_Activity_:
How many lines in the data that follows contain the word "snow"? Only that number is needed.
━━━━━━
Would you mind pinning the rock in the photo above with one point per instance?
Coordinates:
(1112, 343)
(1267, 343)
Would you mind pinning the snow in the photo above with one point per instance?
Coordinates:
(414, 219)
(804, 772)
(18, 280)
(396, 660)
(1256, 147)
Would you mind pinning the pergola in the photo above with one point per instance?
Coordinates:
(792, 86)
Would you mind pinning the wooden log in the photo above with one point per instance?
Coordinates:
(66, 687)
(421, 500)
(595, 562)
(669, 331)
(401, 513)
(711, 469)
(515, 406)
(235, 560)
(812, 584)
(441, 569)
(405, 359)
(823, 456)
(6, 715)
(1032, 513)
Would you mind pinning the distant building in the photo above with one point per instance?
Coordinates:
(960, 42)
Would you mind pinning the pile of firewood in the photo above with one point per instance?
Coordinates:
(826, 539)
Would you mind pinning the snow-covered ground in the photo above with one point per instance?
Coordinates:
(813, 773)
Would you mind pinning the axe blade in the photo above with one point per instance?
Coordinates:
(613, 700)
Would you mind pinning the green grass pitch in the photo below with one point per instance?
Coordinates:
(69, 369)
━━━━━━
_Output below_:
2